Task prompt: Return the entire listing exactly, leaving nothing out.

Information provided:
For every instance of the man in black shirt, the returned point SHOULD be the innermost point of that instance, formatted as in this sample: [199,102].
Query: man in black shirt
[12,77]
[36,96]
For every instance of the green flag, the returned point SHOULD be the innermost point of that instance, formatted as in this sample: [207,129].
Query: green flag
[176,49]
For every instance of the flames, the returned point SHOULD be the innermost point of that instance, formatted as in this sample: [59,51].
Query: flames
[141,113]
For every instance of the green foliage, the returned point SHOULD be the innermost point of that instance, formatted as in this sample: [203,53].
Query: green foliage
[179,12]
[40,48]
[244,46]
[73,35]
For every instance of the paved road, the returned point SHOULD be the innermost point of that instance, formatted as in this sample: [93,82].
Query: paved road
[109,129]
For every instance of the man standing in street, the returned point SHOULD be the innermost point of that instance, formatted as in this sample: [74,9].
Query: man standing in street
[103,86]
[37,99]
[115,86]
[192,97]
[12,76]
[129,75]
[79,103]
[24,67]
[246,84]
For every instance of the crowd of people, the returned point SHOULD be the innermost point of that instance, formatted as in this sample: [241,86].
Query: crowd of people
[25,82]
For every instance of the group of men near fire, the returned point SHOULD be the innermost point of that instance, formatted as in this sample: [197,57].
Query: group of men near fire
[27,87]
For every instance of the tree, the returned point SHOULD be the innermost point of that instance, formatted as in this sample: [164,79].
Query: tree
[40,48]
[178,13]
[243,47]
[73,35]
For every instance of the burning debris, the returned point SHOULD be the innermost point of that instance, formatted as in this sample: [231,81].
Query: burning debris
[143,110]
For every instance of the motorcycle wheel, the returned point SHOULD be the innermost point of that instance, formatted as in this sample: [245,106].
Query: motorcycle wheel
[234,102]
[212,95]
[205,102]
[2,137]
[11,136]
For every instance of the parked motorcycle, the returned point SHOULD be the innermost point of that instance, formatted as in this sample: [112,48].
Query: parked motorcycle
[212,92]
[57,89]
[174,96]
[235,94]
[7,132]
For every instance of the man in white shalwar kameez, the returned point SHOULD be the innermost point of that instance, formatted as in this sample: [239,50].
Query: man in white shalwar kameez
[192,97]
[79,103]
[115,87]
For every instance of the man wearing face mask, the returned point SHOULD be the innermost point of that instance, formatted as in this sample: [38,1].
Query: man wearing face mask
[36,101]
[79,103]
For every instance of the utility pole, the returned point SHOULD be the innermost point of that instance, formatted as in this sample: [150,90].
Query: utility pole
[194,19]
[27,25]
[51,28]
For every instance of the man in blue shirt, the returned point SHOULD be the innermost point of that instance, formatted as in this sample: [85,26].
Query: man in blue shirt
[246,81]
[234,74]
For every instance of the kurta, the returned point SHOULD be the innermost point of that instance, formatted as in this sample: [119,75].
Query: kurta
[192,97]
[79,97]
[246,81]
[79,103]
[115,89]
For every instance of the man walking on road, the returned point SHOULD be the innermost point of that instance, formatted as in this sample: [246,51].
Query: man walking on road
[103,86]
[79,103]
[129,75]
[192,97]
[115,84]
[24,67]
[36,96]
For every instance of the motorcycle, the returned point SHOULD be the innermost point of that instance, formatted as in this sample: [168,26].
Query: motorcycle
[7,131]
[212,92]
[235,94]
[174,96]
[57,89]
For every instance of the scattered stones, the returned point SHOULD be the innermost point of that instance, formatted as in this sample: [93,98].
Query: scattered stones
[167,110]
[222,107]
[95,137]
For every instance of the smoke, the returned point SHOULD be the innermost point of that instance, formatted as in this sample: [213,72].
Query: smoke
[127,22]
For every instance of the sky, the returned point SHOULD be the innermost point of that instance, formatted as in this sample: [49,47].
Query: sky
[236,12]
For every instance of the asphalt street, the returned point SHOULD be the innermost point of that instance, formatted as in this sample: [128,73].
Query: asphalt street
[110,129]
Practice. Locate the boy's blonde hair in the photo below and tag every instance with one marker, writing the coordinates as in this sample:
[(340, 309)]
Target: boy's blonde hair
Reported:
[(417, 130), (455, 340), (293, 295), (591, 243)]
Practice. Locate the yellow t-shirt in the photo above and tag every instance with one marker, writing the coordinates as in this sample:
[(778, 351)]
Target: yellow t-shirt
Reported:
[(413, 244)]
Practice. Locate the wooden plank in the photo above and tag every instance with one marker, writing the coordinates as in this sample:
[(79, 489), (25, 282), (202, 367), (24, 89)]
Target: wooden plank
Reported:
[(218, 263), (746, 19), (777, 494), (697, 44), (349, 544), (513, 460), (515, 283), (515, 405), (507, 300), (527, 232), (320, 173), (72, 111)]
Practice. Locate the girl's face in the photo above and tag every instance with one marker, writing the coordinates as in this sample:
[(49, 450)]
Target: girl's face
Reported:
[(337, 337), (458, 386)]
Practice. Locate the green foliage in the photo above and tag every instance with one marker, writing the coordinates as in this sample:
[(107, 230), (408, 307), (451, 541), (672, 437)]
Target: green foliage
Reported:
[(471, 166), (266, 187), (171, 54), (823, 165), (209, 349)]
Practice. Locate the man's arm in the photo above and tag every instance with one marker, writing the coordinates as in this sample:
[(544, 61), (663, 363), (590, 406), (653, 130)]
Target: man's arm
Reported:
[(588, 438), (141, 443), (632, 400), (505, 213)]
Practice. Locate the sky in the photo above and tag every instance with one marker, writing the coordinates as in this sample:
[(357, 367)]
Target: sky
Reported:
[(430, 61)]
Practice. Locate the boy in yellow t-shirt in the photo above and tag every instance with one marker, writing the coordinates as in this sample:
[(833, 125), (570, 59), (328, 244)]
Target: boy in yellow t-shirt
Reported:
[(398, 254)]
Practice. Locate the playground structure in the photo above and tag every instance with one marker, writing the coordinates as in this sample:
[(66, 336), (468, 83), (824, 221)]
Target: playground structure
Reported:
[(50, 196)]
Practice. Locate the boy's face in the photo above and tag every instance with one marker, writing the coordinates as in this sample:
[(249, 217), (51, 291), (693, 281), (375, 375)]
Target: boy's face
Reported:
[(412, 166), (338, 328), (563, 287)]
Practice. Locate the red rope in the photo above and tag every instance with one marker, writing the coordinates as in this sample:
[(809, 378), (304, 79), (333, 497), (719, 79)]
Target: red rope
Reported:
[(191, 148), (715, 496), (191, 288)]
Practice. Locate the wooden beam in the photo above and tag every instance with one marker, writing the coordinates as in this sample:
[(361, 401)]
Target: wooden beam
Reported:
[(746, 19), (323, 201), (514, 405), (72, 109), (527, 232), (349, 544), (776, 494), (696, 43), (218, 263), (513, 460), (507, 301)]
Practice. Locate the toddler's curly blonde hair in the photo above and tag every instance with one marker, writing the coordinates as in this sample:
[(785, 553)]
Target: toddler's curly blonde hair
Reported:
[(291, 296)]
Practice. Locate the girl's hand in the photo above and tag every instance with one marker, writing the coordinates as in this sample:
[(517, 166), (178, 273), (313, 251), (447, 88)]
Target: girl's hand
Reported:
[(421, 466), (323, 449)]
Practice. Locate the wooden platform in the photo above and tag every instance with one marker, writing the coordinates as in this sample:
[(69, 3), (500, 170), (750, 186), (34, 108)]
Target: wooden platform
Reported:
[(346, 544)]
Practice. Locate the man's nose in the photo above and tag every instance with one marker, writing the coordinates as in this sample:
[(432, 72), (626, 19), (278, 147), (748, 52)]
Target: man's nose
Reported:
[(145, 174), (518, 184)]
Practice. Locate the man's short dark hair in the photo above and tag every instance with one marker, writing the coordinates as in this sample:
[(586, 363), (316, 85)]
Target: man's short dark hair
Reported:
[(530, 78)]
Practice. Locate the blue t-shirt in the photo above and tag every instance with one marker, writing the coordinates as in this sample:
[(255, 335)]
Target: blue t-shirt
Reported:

Your solution:
For every instance of the man in black shirt, the returned point SHOULD be the innermost point of that instance, formatted as in this sample: [199,102].
Query: man in black shirt
[12,77]
[36,96]
For every instance of the green flag, the returned point SHOULD be the innermost point of that instance, formatted as in this sample: [207,129].
Query: green flag
[176,49]
For every instance of the flames, the returned point SHOULD be the innermost point of that instance, formatted as in this sample: [59,51].
Query: flames
[141,113]
For every instance of the green foliage, the returned point SHOULD be the innermost point of that instance, formatted as in this sample: [203,53].
Query: green foliage
[179,12]
[40,48]
[244,46]
[73,35]
For every instance of the paved road, the returned point SHOULD be the innermost point of that instance, formatted as in this sample: [93,82].
Query: paved road
[109,129]
For every instance of the man standing in street, the returned point SHOULD be the innermost point of that instance, formatted as in this sample: [74,9].
Query: man standing in street
[103,86]
[37,99]
[115,86]
[192,97]
[12,76]
[129,75]
[79,103]
[24,67]
[246,84]
For every instance of the crowd of people, the returned point SHOULD be the innermost point of that instance, formatted as in this sample: [241,86].
Query: crowd of people
[25,82]
For every instance of the group of men near fire, the returned point SHOULD be the innermost point of that instance, formatted as in this sample: [197,57].
Query: group of men near fire
[27,87]
For every instance of the tree, the returned point SHOULD be the innermost point of that instance, formatted as in this sample: [164,79].
Query: tree
[40,48]
[178,13]
[243,47]
[73,35]
For every instance of the burning debris, the returned point SHOULD be the innermost point of that instance, formatted as in this sample: [231,81].
Query: burning debris
[143,110]
For every instance of the motorcycle wheel, the returned point SHOULD be the innermost point of that instance, formatted as in this sample: [245,106].
Query: motorcycle wheel
[234,102]
[212,95]
[205,102]
[2,137]
[11,136]
For every instance of the parked motorcycle, the returned point SHOULD be the innermost point of that instance, formatted as in this sample: [112,48].
Query: parked motorcycle
[212,92]
[57,89]
[174,96]
[235,94]
[7,132]
For every instance of the man in white shalwar kameez, the returned point SHOULD be the innermost point of that instance, formatted as in this sample: [239,50].
Query: man in white shalwar kameez
[192,97]
[79,103]
[115,87]
For every instance of the man wearing face mask, the returned point SHOULD be the innermost point of that instance, formatted as in this sample: [38,1].
Query: man wearing face mask
[36,101]
[79,103]
For every instance of the utility pole, the returned point SHOULD be the innermost point of that instance, formatted as in this sample: [150,90].
Query: utility pole
[194,19]
[27,25]
[51,28]
For every instance of the man in blue shirt, the returned point SHOULD be the innermost point of that instance, formatted as in this sample: [85,26].
Query: man in blue shirt
[246,81]
[234,74]
For every instance of the kurta, the returned point SHOULD be the innermost point of that instance, formatted as in this sample: [119,75].
Query: kurta
[192,97]
[79,97]
[246,81]
[79,103]
[115,89]
For every instance of the man walking on road, the returned point SHOULD be the innermost point of that instance, formatted as in this sample: [246,51].
Query: man walking on road
[103,86]
[79,103]
[129,75]
[192,97]
[115,84]
[24,67]
[36,96]
For every instance of the motorcycle, the returned point SHOULD be the innermost point of that instance, formatted as in this sample: [168,26].
Query: motorcycle
[7,131]
[212,92]
[235,94]
[174,96]
[57,89]
For every instance of the scattered stones, the returned point SHOULD be the innermost point of that instance, formatted as in this sample: [93,98].
Query: scattered stones
[167,110]
[222,107]
[95,137]
For every instance of the smoke, the returned point SHOULD be the innermost point of that instance, formatted as in this sample: [213,72].
Query: smoke
[127,22]
For every instance of the sky, the returned point SHOULD be the innermost point of that instance, formatted as in this sample: [49,47].
Query: sky
[236,12]
For every instance of the asphalt street, the returned point SHOULD be the innermost point of that instance, formatted as in this sample: [128,73].
Query: asphalt street
[110,129]
Practice. Locate the boy's blonde hair in the photo below and tag every instance with one marker, writing the coordinates as in this sample:
[(340, 309)]
Target: boy's blonde hair
Reported:
[(417, 130), (455, 340), (293, 295), (591, 243)]
Practice. Locate the yellow t-shirt in the photo above and tag every instance with one marker, writing the coordinates as in this sample:
[(778, 351)]
Target: yellow t-shirt
Reported:
[(413, 244)]
Practice. Locate the wooden plank in the photo above and tag every instance with one marker, writing the coordinates as in this sample:
[(79, 489), (25, 282), (202, 367), (24, 89)]
Target: wooden plank
Reported:
[(218, 263), (746, 19), (777, 494), (697, 44), (349, 544), (513, 460), (515, 283), (515, 405), (507, 300), (527, 232), (320, 173), (72, 111)]
Practice. Locate the girl's face in the photo above and tag every instance with one marker, writing the coordinates as in this sample:
[(49, 450)]
Target: girl's face
Reported:
[(337, 337), (458, 386)]
Practice. Locate the green foliage in the photo above and tag every instance with one marker, writing the coordinates as in this sample:
[(107, 230), (408, 307), (451, 541), (672, 437)]
Target: green foliage
Reported:
[(471, 166), (266, 187), (171, 54), (823, 165), (209, 349)]
Practice. Locate the man's arm in the photo above and tag every instance with one marker, writing the coordinates as in this sample:
[(544, 61), (663, 363), (590, 406), (653, 130)]
Target: man's arm
Reported:
[(588, 438), (141, 443), (632, 400), (505, 213)]
Practice. Locate the sky in the photo above and tag every instance with one marker, writing the coordinates as in this sample:
[(357, 367)]
Target: sky
Reported:
[(430, 61)]
Practice. Locate the boy in yellow t-shirt in the photo above and tag every instance with one marker, writing the coordinates as in this sample:
[(833, 125), (570, 59), (328, 244)]
Target: boy in yellow t-shirt
Reported:
[(398, 254)]
Practice. Locate the playground structure in the photo above and tag every instance with one marker, writing the coordinates as in this sample:
[(66, 336), (468, 83), (824, 221)]
Target: playground structure
Reported:
[(50, 196)]
Practice. Locate the boy's face in the photo above and tag every instance with one marker, writing the coordinates as in this sample:
[(249, 217), (51, 291), (693, 281), (375, 375)]
Target: boy's face
Reported:
[(412, 166), (338, 328), (563, 287)]
Practice. Locate the red rope in the photo above and tag every instance with one marker, writing the coordinates as in this sample:
[(809, 378), (304, 79), (333, 497), (719, 79)]
Target: red rope
Reported:
[(191, 148), (715, 496), (191, 288)]
Practice. Locate the wooden beam in the photo above and tag every instance with one marker, writing the coordinates as in this sample:
[(361, 401)]
Target: wooden beam
Reported:
[(746, 19), (323, 201), (514, 405), (72, 109), (527, 232), (349, 544), (776, 494), (696, 43), (218, 263), (513, 460), (507, 301)]
Practice. Locate the toddler's curly blonde hair in the photo above and tag every instance with one marker, writing the coordinates as in this sample:
[(785, 553)]
Target: toddler's curly blonde hair
Reported:
[(291, 296)]
Practice. Locate the girl's hand in the photo above and tag every instance with one marker, writing the coordinates as in this sample:
[(517, 166), (178, 273), (313, 251), (447, 88)]
Target: girl's hand
Reported:
[(421, 466), (323, 449)]
Practice. Locate the wooden platform in the photo above and tag every instance with one marker, writing the coordinates as in this sample:
[(69, 3), (500, 170), (750, 186), (34, 108)]
Target: wooden platform
Reported:
[(346, 544)]
Practice. Locate the man's nose in the photo above and tag every instance with one marker, writing the coordinates as in this sample:
[(432, 72), (626, 19), (278, 147), (748, 52)]
Target: man's nose
Reported:
[(145, 174), (518, 184)]
Practice. Locate the man's short dark hair in the photo above and tag every instance with one marker, writing the coordinates as in this sample:
[(586, 363), (316, 85)]
Target: man's short dark hair
Reported:
[(530, 78)]
Practice. Locate the blue t-shirt in the photo above and tag every instance with one marker, writing the coordinates as in this sample:
[(255, 335)]
Target: blue t-shirt
Reported:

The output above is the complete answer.